_Given problem 1:_ Output the lines of the listing as a numbered list with blank lines left out, from the line holding "green foliage occupies?" through the end of the listing, inclusive.

I've finally gotten back out into the garden again, spending several hours just restoring order in the back yard over the last two days. I still have serious work to do in the front yard, but I don't think that's too bad for a garden the size of mine, especially considering that I've hardly set foot outside for almost a month now.
Before I go any further, though, I HAVE to mention the activity in the butterfly garden - there are so many butterflies, moths, carpenter bees, wasps, and flying creatures of all sorts that it feels like the very flowers themselves are flying as I stand and watch.
On a more somber note, for the first time as I work, I really feel like I'm preparing the garden for someone else. I'm making the edges a little neater, being a little more rigorous in cutting back, being more careful to remove tiny weed seedlings, and generally being more "J" than I normally am as I garden.

Coordinate annotation listing
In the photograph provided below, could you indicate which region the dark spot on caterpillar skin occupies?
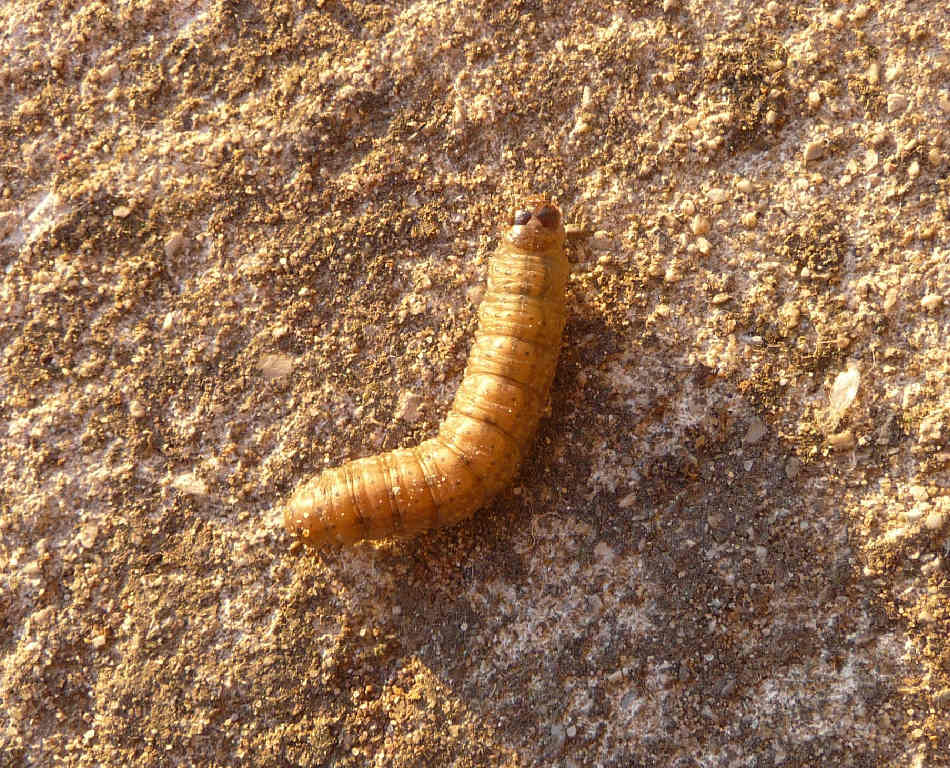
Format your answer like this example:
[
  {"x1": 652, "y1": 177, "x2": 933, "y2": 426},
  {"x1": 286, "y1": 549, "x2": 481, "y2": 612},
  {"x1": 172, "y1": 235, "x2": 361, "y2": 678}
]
[{"x1": 284, "y1": 197, "x2": 570, "y2": 546}]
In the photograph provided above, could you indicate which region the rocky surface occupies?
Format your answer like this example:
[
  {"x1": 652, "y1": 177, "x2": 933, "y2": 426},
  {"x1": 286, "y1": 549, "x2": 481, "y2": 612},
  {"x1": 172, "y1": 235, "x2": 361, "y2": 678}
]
[{"x1": 0, "y1": 0, "x2": 950, "y2": 768}]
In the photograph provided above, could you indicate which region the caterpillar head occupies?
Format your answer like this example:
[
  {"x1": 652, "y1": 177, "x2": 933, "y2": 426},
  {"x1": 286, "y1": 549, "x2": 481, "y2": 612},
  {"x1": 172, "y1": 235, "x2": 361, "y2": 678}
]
[{"x1": 504, "y1": 196, "x2": 564, "y2": 251}]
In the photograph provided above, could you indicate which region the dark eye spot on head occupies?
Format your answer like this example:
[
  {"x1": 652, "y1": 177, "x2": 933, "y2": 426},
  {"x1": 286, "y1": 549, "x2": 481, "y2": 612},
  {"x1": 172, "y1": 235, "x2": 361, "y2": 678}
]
[
  {"x1": 536, "y1": 205, "x2": 561, "y2": 229},
  {"x1": 511, "y1": 211, "x2": 531, "y2": 224}
]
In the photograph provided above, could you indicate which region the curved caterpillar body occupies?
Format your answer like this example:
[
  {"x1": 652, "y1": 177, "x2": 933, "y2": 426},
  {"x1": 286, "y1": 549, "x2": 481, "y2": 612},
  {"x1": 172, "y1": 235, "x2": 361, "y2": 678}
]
[{"x1": 284, "y1": 197, "x2": 569, "y2": 546}]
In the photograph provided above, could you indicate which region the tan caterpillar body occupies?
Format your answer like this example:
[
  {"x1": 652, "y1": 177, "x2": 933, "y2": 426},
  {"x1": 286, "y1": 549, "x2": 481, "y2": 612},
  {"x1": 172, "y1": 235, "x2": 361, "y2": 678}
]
[{"x1": 284, "y1": 197, "x2": 569, "y2": 546}]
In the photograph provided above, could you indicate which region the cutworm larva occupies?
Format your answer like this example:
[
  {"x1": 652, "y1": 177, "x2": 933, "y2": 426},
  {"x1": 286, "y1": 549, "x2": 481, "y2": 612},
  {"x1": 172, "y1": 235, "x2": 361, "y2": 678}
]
[{"x1": 284, "y1": 197, "x2": 570, "y2": 546}]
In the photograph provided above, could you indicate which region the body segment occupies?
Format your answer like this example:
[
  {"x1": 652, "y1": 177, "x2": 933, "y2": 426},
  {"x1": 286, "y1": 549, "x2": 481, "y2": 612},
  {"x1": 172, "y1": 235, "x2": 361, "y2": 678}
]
[{"x1": 284, "y1": 198, "x2": 569, "y2": 546}]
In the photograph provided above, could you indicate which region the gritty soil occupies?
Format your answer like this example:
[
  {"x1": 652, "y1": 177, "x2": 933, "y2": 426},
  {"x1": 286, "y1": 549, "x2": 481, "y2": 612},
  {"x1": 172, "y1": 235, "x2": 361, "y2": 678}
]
[{"x1": 0, "y1": 0, "x2": 950, "y2": 768}]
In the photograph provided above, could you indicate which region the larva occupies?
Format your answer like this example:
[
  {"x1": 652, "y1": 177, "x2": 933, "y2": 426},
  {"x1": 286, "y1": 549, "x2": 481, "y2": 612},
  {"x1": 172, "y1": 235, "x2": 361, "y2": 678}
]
[{"x1": 284, "y1": 197, "x2": 569, "y2": 546}]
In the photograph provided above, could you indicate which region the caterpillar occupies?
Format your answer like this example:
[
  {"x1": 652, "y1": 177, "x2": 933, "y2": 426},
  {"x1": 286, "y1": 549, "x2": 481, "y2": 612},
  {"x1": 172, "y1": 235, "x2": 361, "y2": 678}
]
[{"x1": 284, "y1": 196, "x2": 570, "y2": 547}]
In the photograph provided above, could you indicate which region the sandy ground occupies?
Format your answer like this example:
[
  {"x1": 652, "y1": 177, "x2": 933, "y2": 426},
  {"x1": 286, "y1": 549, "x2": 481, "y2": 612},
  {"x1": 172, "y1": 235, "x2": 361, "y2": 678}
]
[{"x1": 0, "y1": 0, "x2": 950, "y2": 768}]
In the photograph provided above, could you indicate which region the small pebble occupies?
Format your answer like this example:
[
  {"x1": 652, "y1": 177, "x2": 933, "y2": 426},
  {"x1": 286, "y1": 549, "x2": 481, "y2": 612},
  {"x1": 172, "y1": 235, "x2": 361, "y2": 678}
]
[
  {"x1": 165, "y1": 232, "x2": 188, "y2": 259},
  {"x1": 828, "y1": 429, "x2": 854, "y2": 451},
  {"x1": 803, "y1": 141, "x2": 825, "y2": 163},
  {"x1": 257, "y1": 354, "x2": 294, "y2": 381},
  {"x1": 394, "y1": 389, "x2": 422, "y2": 424},
  {"x1": 924, "y1": 510, "x2": 947, "y2": 531},
  {"x1": 689, "y1": 214, "x2": 709, "y2": 235},
  {"x1": 79, "y1": 523, "x2": 99, "y2": 549}
]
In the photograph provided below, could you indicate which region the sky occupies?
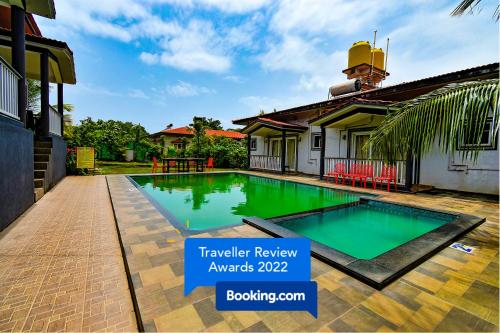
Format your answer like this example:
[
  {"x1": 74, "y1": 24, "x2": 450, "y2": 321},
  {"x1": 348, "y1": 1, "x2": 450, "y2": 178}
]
[{"x1": 36, "y1": 0, "x2": 499, "y2": 133}]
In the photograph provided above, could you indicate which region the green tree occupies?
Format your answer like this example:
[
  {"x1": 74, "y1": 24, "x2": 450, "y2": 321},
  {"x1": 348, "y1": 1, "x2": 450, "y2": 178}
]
[
  {"x1": 26, "y1": 79, "x2": 42, "y2": 112},
  {"x1": 189, "y1": 117, "x2": 207, "y2": 157},
  {"x1": 451, "y1": 0, "x2": 500, "y2": 21},
  {"x1": 64, "y1": 117, "x2": 161, "y2": 161},
  {"x1": 364, "y1": 79, "x2": 500, "y2": 161}
]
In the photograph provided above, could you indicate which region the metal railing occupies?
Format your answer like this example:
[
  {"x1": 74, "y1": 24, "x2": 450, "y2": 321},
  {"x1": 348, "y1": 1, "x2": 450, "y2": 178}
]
[
  {"x1": 49, "y1": 107, "x2": 61, "y2": 136},
  {"x1": 0, "y1": 57, "x2": 20, "y2": 119},
  {"x1": 250, "y1": 155, "x2": 281, "y2": 171},
  {"x1": 325, "y1": 157, "x2": 406, "y2": 186}
]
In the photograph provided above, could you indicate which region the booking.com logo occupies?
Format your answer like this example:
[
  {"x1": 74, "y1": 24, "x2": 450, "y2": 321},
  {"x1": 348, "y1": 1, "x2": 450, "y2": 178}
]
[{"x1": 226, "y1": 290, "x2": 306, "y2": 304}]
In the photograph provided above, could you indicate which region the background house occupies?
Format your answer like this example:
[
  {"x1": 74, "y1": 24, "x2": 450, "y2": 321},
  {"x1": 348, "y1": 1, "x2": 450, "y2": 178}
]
[
  {"x1": 151, "y1": 126, "x2": 246, "y2": 150},
  {"x1": 233, "y1": 40, "x2": 499, "y2": 194}
]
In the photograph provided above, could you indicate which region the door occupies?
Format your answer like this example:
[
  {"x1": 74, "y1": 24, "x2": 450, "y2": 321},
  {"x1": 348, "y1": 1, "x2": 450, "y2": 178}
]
[
  {"x1": 286, "y1": 138, "x2": 297, "y2": 171},
  {"x1": 349, "y1": 132, "x2": 380, "y2": 160},
  {"x1": 270, "y1": 138, "x2": 297, "y2": 171}
]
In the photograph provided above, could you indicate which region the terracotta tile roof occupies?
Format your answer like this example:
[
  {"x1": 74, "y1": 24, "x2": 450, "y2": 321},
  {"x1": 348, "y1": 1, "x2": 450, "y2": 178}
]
[
  {"x1": 160, "y1": 126, "x2": 246, "y2": 139},
  {"x1": 205, "y1": 129, "x2": 247, "y2": 139},
  {"x1": 309, "y1": 97, "x2": 397, "y2": 123}
]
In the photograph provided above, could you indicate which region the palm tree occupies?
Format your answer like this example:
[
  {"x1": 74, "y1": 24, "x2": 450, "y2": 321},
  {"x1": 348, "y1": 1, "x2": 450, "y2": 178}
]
[
  {"x1": 52, "y1": 103, "x2": 75, "y2": 126},
  {"x1": 363, "y1": 79, "x2": 500, "y2": 161},
  {"x1": 451, "y1": 0, "x2": 500, "y2": 21}
]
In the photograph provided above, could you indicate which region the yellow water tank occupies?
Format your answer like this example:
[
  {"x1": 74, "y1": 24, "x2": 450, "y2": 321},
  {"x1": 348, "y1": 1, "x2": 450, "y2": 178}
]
[
  {"x1": 372, "y1": 48, "x2": 385, "y2": 70},
  {"x1": 347, "y1": 42, "x2": 371, "y2": 68}
]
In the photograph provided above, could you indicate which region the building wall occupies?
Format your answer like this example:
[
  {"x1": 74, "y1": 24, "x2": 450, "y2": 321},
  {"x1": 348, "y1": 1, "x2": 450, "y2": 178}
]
[
  {"x1": 420, "y1": 142, "x2": 499, "y2": 195},
  {"x1": 250, "y1": 136, "x2": 267, "y2": 155},
  {"x1": 0, "y1": 116, "x2": 34, "y2": 230},
  {"x1": 46, "y1": 135, "x2": 67, "y2": 189}
]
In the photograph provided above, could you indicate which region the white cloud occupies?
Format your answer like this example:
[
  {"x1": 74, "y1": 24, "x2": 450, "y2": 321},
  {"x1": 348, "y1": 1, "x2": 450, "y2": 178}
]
[
  {"x1": 270, "y1": 0, "x2": 404, "y2": 35},
  {"x1": 166, "y1": 81, "x2": 215, "y2": 97},
  {"x1": 146, "y1": 0, "x2": 271, "y2": 14},
  {"x1": 139, "y1": 52, "x2": 160, "y2": 65},
  {"x1": 259, "y1": 35, "x2": 347, "y2": 91},
  {"x1": 224, "y1": 75, "x2": 245, "y2": 83}
]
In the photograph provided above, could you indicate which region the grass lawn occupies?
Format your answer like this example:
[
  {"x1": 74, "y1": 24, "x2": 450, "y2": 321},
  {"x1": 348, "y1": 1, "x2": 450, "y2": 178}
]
[{"x1": 96, "y1": 161, "x2": 231, "y2": 175}]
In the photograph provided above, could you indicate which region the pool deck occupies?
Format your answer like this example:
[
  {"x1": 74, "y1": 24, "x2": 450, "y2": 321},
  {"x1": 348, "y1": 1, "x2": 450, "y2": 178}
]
[
  {"x1": 0, "y1": 176, "x2": 137, "y2": 332},
  {"x1": 107, "y1": 173, "x2": 499, "y2": 332},
  {"x1": 0, "y1": 175, "x2": 499, "y2": 331}
]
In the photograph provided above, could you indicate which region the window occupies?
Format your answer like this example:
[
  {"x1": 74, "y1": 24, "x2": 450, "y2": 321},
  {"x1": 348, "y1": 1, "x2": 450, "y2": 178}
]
[
  {"x1": 459, "y1": 119, "x2": 495, "y2": 150},
  {"x1": 250, "y1": 139, "x2": 257, "y2": 150},
  {"x1": 311, "y1": 133, "x2": 321, "y2": 150}
]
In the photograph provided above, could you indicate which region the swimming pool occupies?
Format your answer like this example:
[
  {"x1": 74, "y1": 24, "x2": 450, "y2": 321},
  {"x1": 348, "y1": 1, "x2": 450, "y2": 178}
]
[
  {"x1": 130, "y1": 172, "x2": 360, "y2": 231},
  {"x1": 278, "y1": 201, "x2": 455, "y2": 259},
  {"x1": 243, "y1": 197, "x2": 485, "y2": 289}
]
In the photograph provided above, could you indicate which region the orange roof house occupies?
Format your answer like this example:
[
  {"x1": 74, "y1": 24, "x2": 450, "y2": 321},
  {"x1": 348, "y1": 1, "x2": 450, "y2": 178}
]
[{"x1": 152, "y1": 126, "x2": 246, "y2": 140}]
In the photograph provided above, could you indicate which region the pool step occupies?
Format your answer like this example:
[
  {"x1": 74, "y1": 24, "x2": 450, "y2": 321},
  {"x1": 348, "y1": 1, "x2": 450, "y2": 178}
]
[
  {"x1": 35, "y1": 170, "x2": 46, "y2": 179},
  {"x1": 35, "y1": 188, "x2": 45, "y2": 202},
  {"x1": 35, "y1": 140, "x2": 52, "y2": 148}
]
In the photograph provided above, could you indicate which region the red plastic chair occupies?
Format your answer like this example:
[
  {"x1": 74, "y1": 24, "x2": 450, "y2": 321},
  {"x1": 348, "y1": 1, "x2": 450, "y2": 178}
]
[
  {"x1": 188, "y1": 160, "x2": 198, "y2": 172},
  {"x1": 205, "y1": 157, "x2": 214, "y2": 169},
  {"x1": 151, "y1": 156, "x2": 158, "y2": 173},
  {"x1": 374, "y1": 165, "x2": 398, "y2": 192},
  {"x1": 325, "y1": 162, "x2": 345, "y2": 184},
  {"x1": 342, "y1": 163, "x2": 366, "y2": 186},
  {"x1": 168, "y1": 161, "x2": 178, "y2": 171}
]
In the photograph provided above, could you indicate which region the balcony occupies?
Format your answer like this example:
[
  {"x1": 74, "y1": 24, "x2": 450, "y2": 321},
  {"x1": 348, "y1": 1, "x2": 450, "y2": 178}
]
[
  {"x1": 250, "y1": 155, "x2": 281, "y2": 172},
  {"x1": 49, "y1": 106, "x2": 62, "y2": 136}
]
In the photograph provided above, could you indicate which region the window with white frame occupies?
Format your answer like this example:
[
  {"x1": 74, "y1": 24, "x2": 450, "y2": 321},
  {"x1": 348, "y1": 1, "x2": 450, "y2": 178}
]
[
  {"x1": 459, "y1": 119, "x2": 495, "y2": 150},
  {"x1": 311, "y1": 133, "x2": 321, "y2": 150}
]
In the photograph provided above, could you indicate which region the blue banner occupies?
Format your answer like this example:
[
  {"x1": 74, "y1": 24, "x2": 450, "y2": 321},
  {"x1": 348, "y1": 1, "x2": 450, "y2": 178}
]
[
  {"x1": 215, "y1": 281, "x2": 318, "y2": 318},
  {"x1": 184, "y1": 238, "x2": 311, "y2": 295}
]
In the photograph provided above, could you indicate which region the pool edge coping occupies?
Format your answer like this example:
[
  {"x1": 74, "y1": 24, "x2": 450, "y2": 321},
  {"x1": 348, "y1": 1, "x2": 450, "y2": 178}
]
[{"x1": 126, "y1": 170, "x2": 380, "y2": 237}]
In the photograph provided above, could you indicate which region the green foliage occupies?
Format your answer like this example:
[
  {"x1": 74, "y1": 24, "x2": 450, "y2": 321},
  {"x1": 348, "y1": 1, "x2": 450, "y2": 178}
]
[
  {"x1": 193, "y1": 117, "x2": 222, "y2": 130},
  {"x1": 64, "y1": 117, "x2": 161, "y2": 161},
  {"x1": 165, "y1": 146, "x2": 177, "y2": 157},
  {"x1": 26, "y1": 79, "x2": 42, "y2": 112},
  {"x1": 363, "y1": 79, "x2": 500, "y2": 161},
  {"x1": 185, "y1": 136, "x2": 247, "y2": 168}
]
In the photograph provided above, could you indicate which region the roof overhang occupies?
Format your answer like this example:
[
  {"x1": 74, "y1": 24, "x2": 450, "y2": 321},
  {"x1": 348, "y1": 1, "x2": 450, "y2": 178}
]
[
  {"x1": 0, "y1": 0, "x2": 56, "y2": 19},
  {"x1": 310, "y1": 103, "x2": 394, "y2": 127},
  {"x1": 0, "y1": 29, "x2": 76, "y2": 84},
  {"x1": 241, "y1": 119, "x2": 307, "y2": 136}
]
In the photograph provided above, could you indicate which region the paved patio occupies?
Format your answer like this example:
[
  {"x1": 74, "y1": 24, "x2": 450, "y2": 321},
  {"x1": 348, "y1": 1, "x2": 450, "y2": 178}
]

_Given problem 2:_ In the garden post, what has the writer spent several hours doing over the last two days?

_Finished answer 1:_
1. In the photograph provided above, could you indicate which region the green foliage occupies?
2. Format your answer like this example:
3. [
4.   {"x1": 74, "y1": 24, "x2": 450, "y2": 321},
5.   {"x1": 348, "y1": 1, "x2": 450, "y2": 178}
6. ]
7. [
8.   {"x1": 193, "y1": 117, "x2": 222, "y2": 130},
9.   {"x1": 64, "y1": 117, "x2": 161, "y2": 161},
10.   {"x1": 165, "y1": 146, "x2": 177, "y2": 157},
11.   {"x1": 26, "y1": 79, "x2": 42, "y2": 112},
12.   {"x1": 363, "y1": 79, "x2": 500, "y2": 161},
13.   {"x1": 185, "y1": 136, "x2": 247, "y2": 168}
14. ]
15. In the photograph provided above, could you indicate which region the roof overhang occupies?
16. Format your answer like this example:
17. [
18.   {"x1": 74, "y1": 24, "x2": 450, "y2": 321},
19.   {"x1": 348, "y1": 1, "x2": 450, "y2": 178}
20. ]
21. [
22.   {"x1": 0, "y1": 0, "x2": 56, "y2": 19},
23.   {"x1": 310, "y1": 103, "x2": 394, "y2": 127},
24.   {"x1": 0, "y1": 29, "x2": 76, "y2": 84},
25.   {"x1": 241, "y1": 119, "x2": 307, "y2": 136}
26. ]
27. In the photograph provided above, could you indicate which region the paved patio occupies?
28. Format your answer like this example:
29. [
30.   {"x1": 74, "y1": 24, "x2": 450, "y2": 321},
31.   {"x1": 348, "y1": 1, "x2": 450, "y2": 178}
32. ]

_Finished answer 2:_ Restoring order in the back yard.